- **SET PROBLEM**:
Copy the rows below word for word, leaving out the pictures.
** Start of WORKING DATA **
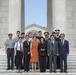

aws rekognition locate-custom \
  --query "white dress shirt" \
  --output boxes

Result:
[15,41,23,51]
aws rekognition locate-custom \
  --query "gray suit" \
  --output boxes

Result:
[47,41,58,72]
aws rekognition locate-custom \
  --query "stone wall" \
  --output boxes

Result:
[66,0,76,47]
[0,0,9,47]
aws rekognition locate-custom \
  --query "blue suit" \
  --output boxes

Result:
[59,40,69,72]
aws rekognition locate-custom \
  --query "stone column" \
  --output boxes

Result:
[47,0,53,34]
[8,0,21,36]
[52,0,67,36]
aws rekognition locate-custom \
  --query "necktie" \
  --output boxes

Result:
[61,40,64,46]
[52,41,54,47]
[20,43,21,50]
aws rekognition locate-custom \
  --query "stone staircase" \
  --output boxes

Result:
[0,54,76,75]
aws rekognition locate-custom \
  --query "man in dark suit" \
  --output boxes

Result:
[44,32,50,69]
[23,35,30,72]
[55,29,60,69]
[48,35,58,73]
[59,33,69,73]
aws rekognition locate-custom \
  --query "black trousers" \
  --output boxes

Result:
[46,55,49,69]
[60,55,67,71]
[49,53,57,71]
[7,48,14,69]
[24,54,30,71]
[16,51,23,70]
[39,56,46,72]
[56,56,60,69]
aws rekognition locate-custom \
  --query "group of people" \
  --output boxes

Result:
[5,29,69,73]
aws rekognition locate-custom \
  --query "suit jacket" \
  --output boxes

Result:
[47,41,58,55]
[23,41,30,54]
[59,40,69,55]
[38,43,47,56]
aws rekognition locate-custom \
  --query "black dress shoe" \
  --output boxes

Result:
[11,68,14,70]
[54,71,57,73]
[60,71,63,73]
[50,71,52,73]
[64,71,68,73]
[6,68,10,70]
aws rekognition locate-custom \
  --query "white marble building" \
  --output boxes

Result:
[0,0,76,48]
[25,24,47,36]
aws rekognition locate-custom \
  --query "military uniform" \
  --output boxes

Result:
[5,39,15,69]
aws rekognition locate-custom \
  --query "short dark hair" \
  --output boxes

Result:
[21,32,25,35]
[17,30,20,33]
[52,32,56,35]
[18,37,22,40]
[55,29,60,31]
[8,33,13,36]
[50,35,55,38]
[25,35,29,38]
[33,36,37,39]
[60,33,65,37]
[40,37,45,42]
[38,31,42,33]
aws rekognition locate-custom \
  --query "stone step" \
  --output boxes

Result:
[0,72,76,75]
[0,69,76,75]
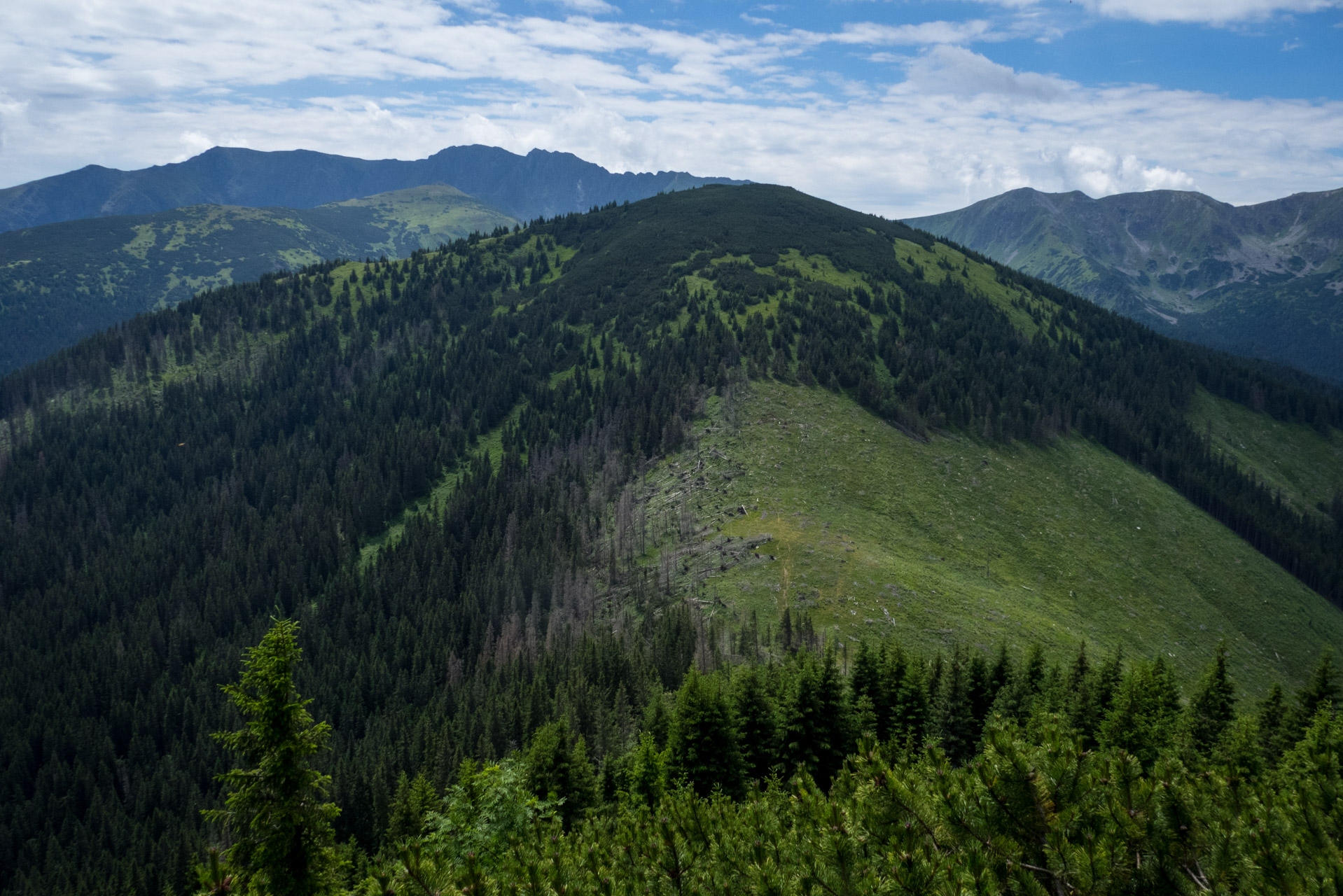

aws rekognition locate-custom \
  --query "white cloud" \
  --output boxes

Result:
[0,0,1343,216]
[1083,0,1340,24]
** End of WORKING DATA **
- **FINISHED TASK**:
aws rekognition locate-custom \
  --query "white dress shirt" \
  --output boxes

Result:
[15,41,23,51]
aws rekognition locate-custom \
  --query "gray suit" \
  --output boxes

Result:
[47,41,58,72]
aws rekognition locate-custom \
  --query "stone wall" \
  --output boxes

Result:
[66,0,76,47]
[0,0,9,47]
aws rekognition locate-custom \
  --query "blue suit" \
  --output boxes

Result:
[59,40,69,72]
aws rekognition locate-custom \
  --query "stone column" \
  --output boxes

Result:
[47,0,53,34]
[8,0,21,36]
[52,0,67,36]
aws rekognition locate-custom \
  --query "necktie" \
  --output boxes

Result:
[61,40,64,46]
[52,41,54,47]
[20,43,21,50]
aws rekognition locate-custom \
  --query "stone staircase" \
  --output boxes

Result:
[0,54,76,75]
aws rekognition locate-custom \
  --query "man in dark suit" \
  --output boxes

Result:
[44,32,50,69]
[23,35,30,72]
[55,29,60,69]
[48,35,58,73]
[59,33,69,73]
aws rekognition locate-custom \
  --query "black trousers" \
  --output boxes

Result:
[46,55,49,69]
[60,55,67,71]
[49,53,57,71]
[7,48,14,69]
[24,54,30,71]
[16,51,23,70]
[39,56,46,72]
[56,56,60,69]
aws rekognition locate-custom \
  --query "group of people" \
  --output boxes

Result:
[5,29,69,73]
aws rekognition locate-custom \
  --query "suit jacket" \
  --output boxes

Result:
[47,41,58,55]
[23,41,30,54]
[59,40,69,55]
[38,43,47,56]
aws rekognition locate-custom \
  --query "black dress shoe" \
  --output boxes

Result:
[11,68,14,70]
[54,71,57,73]
[60,71,63,73]
[50,71,52,73]
[64,71,68,73]
[6,68,10,70]
aws rekognition locate-custom \
  --query "white marble building" \
  --output boxes

Result:
[0,0,76,48]
[25,24,47,36]
aws rekognition locate-custom \
  --query "military uniform" \
  --output boxes

Result:
[5,39,15,69]
aws rekognition locate-custom \
  --query "short dark hair" \
  --output boxes

Result:
[21,32,25,35]
[17,30,20,33]
[52,32,56,35]
[18,37,22,40]
[55,29,60,31]
[8,33,13,36]
[50,35,55,38]
[25,35,29,38]
[33,36,37,39]
[60,33,65,37]
[40,37,45,42]
[38,31,42,33]
aws rekognition locate-custom \
  --query "stone step" \
  --output boxes

Result:
[0,72,76,75]
[0,69,76,75]

aws rekognition locate-custom \
  --query "white cloud" \
  --output boxes

Result:
[0,0,1343,216]
[1083,0,1340,24]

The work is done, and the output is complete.